> REQUIREMENT
The reply is a verbatim copy of the listing below with its images dropped.

> THE DATA
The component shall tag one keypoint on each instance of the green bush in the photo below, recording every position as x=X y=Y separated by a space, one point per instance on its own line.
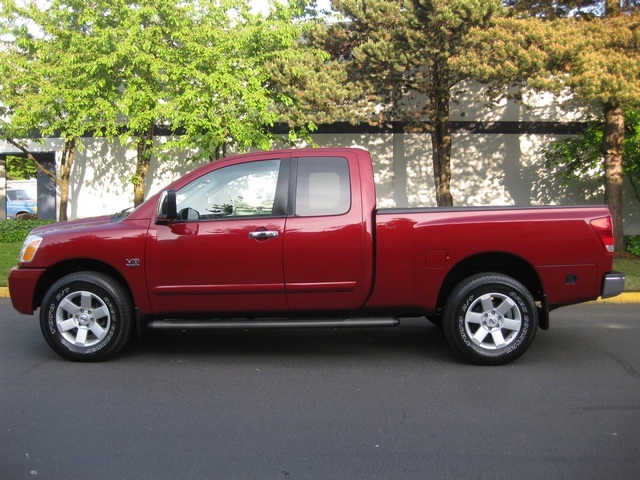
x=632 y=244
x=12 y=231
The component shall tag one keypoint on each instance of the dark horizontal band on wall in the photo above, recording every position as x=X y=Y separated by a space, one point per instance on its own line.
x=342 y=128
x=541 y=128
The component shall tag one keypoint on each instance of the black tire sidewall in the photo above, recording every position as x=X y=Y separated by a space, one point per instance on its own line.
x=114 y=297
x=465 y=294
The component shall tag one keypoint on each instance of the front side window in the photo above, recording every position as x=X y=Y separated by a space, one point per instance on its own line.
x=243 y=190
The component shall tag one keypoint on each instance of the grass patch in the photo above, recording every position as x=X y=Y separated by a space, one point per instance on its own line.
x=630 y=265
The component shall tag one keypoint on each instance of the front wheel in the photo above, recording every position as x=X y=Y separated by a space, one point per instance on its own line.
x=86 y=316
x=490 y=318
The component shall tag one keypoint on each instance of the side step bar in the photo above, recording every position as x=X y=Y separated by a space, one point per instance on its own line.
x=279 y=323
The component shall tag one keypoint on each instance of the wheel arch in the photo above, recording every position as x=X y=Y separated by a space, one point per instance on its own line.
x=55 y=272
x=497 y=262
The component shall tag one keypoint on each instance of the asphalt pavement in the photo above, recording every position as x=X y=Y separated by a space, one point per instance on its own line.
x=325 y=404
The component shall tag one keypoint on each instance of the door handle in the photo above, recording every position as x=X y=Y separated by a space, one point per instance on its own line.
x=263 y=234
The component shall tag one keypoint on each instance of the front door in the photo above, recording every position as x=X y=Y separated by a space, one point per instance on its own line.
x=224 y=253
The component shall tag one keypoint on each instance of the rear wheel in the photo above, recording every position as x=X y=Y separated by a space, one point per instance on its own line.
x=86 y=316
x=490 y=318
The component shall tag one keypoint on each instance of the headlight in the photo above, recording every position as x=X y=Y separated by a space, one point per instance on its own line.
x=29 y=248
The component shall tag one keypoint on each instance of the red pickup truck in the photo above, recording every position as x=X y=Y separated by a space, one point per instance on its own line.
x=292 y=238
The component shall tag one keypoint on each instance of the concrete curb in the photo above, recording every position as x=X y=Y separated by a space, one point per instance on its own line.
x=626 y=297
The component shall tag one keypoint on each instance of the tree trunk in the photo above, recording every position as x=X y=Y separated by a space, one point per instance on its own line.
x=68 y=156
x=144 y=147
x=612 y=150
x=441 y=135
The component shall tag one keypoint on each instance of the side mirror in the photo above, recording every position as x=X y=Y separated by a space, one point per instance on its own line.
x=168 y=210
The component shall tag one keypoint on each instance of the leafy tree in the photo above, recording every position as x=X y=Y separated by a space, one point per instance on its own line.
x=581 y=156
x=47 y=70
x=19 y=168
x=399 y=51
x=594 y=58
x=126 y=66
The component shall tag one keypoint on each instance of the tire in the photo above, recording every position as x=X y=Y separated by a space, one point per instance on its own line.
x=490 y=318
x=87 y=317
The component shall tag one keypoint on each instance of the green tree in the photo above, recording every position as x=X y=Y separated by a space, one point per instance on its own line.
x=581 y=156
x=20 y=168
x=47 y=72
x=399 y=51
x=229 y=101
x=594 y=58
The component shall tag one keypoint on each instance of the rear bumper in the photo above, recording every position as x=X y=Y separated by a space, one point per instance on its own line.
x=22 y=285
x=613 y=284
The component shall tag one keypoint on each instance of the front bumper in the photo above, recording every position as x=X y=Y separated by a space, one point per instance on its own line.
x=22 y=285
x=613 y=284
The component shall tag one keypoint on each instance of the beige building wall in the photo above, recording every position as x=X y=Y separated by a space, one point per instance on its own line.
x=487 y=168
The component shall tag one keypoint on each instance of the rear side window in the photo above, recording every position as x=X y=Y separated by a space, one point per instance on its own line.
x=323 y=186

> RESPONSE TO THE EXERCISE
The component shall tag one keypoint on each instance of the green bush in the photo below, recording every position as x=X y=Y separated by a space, one point per instance on its own line.
x=632 y=244
x=12 y=231
The component shall tag one keypoint on each instance of the dark horizontal band on wall in the photo above, recording every position as x=X y=Y separated by a space, one point per instance on its own line.
x=342 y=128
x=541 y=128
The component shall tag one keypoint on each instance of the black tire sidewall in the photo above, recording every position as x=X y=Y separated by a space, one point per instance on its own line.
x=114 y=297
x=465 y=294
The component shall tag one keypoint on each instance of the front side window in the photo above, recording every position as x=X y=Y separated by a space, one point per instance on its own line.
x=243 y=190
The component shall tag one keypoint on each instance of the grass patch in the photo above, recording every position as x=X y=Y separated by a space, one point per instance on its own line.
x=630 y=265
The component shall tag one keypoint on each instance of the front wheel in the photo above, recording every position as x=X y=Y separated by a space, one point per instance on its own line.
x=86 y=316
x=490 y=318
The component shall tag one keypoint on each instance of the side step bar in the photo above, recording every position as x=X y=Y separated by a space, one point per instance on its own line.
x=279 y=323
The component shall tag one keypoint on each instance of the wheel arch in the photo above, recording every position as x=X y=Y separated by a space, one point per instance on its own line.
x=55 y=272
x=497 y=262
The component shall tag one keypoint on each instance of the asphalt pavement in the photo above, recording every position as x=X y=Y separated by a space, one point per instance on its own line.
x=325 y=404
The component shall tag one keypoint on each instance of the door handle in the photo above, recording every position as x=X y=Y separated by a space, one point per instance on its own line.
x=263 y=234
The component shall tag one keypoint on each instance of the front door in the photo above, recording every position as x=X y=Y separated by a space, one point per instance on its own line.
x=224 y=253
The component shall tag one keypoint on each instance of the rear wheel in the photo above, recording every position as x=X y=Y separated by a space, one point per instance on its own line.
x=86 y=316
x=490 y=318
The component shall tag one keypoint on each instance of the headlight in the photo above, recording every position as x=X y=Y separated by a space, one point per instance on its own line.
x=29 y=248
The component shall tag one keypoint on each instance of the red pickup truck in the photo above, recording every position as x=X y=Y separated by a space, one point per instance on its own line.
x=292 y=238
The component shall tag one keypoint on each instance of the concrete curb in the photo above, recording every position as x=X y=Y separated by a space, one point per instance on its own line.
x=626 y=297
The component shall tag one keypoint on each instance of the tree trunk in the photo above, recording every position as x=X y=Y separated by a space, one point per instance on its own line.
x=68 y=156
x=144 y=147
x=612 y=150
x=441 y=135
The component shall tag one keypoint on each instance of the side mirror in the photo above, recording every position as x=X y=Y separated by a space, one point per instance on its own line.
x=168 y=210
The component shall tag one keypoint on each instance of the leafy tree in the photo above, recording every position as x=X y=Y separated by a space, one point per instance on its own line.
x=581 y=156
x=47 y=70
x=19 y=168
x=399 y=51
x=594 y=58
x=126 y=66
The component shall tag one keypoint on each instance of the tire in the photo above, recording every position as x=X y=Y separated by a space, one point per instance on its own line.
x=490 y=318
x=87 y=317
The component shall tag one keypoint on each instance of the green tree in the photo above, recording every position as x=X y=Y separated by a space, one point per instance on its own line.
x=581 y=156
x=20 y=168
x=47 y=72
x=399 y=51
x=229 y=101
x=594 y=58
The component shall tag one keypoint on each instance of the rear bumper in the photo above, recording every position as x=X y=Y separated by a space, one point per instance on its own line.
x=22 y=285
x=613 y=284
The component shall tag one keypoint on each instance of the front bumper in the photo above, recording every position as x=X y=Y separated by a space, one point per instance on its own line.
x=22 y=285
x=613 y=284
The component shall tag one keypoint on each instance of the beige building wall in the photo above, recording every position as x=X y=Y separated by a space, one point per instance on its own line.
x=487 y=168
The component shall tag one keypoint on each instance of the rear side window in the photo above, recording every position as x=X y=Y separated by a space, one point per instance on its own line.
x=323 y=186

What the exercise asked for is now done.